(STATED PROBLEM):
Copy the forum thread about the goat show-clipping DVD word for word, from start to finish.

# show clipping here it is



## clearwtrbeach (May 10, 2012)

I was just reading the USBGA current issue online, and there is a link to a dvd for sale called "fit to win" show clipping in detail, from does to wethers, wash, hoof, trims, equipment etc. Not view it yet I know it's for boers but may work for dairy goats also.
He's sold it to people in 28 states so far. It might be worth a look.
http://www.imhoffgoatranch.com/


----------



## GTAllen (Jul 22, 2012)

Okies will try to sell you anything....Goat clipping video, what's next? Horn shining?


----------



## clearwtrbeach (May 10, 2012)

You should probably see the site, story and preview before making a statement. He started as young 4h'er and it would help other 4h kids, or someone new to showing.


----------



## GTAllen (Jul 22, 2012)

I saw it.


----------



## goatgirlzCA (Mar 9, 2011)

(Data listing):
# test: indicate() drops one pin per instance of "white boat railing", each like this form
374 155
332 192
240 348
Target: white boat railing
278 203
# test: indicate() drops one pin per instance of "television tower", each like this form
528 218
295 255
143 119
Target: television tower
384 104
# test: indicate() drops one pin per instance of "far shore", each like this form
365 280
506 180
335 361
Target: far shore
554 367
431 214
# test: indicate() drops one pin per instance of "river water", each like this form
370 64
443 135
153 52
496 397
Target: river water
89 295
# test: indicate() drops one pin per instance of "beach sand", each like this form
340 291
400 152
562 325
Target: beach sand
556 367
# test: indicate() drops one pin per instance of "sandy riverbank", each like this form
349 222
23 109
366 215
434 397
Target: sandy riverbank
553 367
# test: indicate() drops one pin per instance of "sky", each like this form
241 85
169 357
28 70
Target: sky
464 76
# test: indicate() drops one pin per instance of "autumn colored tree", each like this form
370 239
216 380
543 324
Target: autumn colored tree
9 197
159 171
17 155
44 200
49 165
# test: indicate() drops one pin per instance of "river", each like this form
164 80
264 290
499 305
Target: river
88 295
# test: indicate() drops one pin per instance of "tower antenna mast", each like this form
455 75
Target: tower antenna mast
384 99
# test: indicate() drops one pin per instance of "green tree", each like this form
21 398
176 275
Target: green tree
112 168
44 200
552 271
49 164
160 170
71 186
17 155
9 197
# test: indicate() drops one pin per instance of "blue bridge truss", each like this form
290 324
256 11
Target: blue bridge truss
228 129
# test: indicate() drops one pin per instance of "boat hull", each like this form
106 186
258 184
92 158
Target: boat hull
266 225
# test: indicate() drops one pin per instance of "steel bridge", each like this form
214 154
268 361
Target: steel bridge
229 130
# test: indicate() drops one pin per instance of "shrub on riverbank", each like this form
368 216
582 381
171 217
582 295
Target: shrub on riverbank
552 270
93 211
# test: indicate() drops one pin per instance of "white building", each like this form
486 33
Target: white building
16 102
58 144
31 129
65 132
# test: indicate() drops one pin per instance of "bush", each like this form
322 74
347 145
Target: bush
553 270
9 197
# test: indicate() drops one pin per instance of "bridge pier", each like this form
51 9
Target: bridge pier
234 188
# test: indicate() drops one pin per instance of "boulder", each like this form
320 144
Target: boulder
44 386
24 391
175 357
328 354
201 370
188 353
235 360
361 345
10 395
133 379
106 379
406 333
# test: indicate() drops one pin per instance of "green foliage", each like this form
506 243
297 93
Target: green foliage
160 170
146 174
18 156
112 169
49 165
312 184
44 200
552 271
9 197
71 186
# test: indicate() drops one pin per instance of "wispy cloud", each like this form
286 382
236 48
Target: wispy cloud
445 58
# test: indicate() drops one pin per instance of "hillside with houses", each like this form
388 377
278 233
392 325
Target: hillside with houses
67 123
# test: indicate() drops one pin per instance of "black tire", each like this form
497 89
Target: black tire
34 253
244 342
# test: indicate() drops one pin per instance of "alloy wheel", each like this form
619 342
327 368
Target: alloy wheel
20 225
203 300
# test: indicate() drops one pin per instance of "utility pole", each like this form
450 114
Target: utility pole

(RESPONSE TO THIS TASK):
# show clipping here it is



## clearwtrbeach (May 10, 2012)

I was just reading the USBGA current issue online, and there is a link to a dvd for sale called "fit to win" show clipping in detail, from does to wethers, wash, hoof, trims, equipment etc. Not view it yet I know it's for boers but may work for dairy goats also.
He's sold it to people in 28 states so far. It might be worth a look.
http://www.imhoffgoatranch.com/


----------



## GTAllen (Jul 22, 2012)

Okies will try to sell you anything....Goat clipping video, what's next? Horn shining?


----------



## clearwtrbeach (May 10, 2012)

You should probably see the site, story and preview before making a statement. He started as young 4h'er and it would help other 4h kids, or someone new to showing.


----------



## GTAllen (Jul 22, 2012)

I saw it.


----------



## goatgirlzCA (Mar 9, 2011)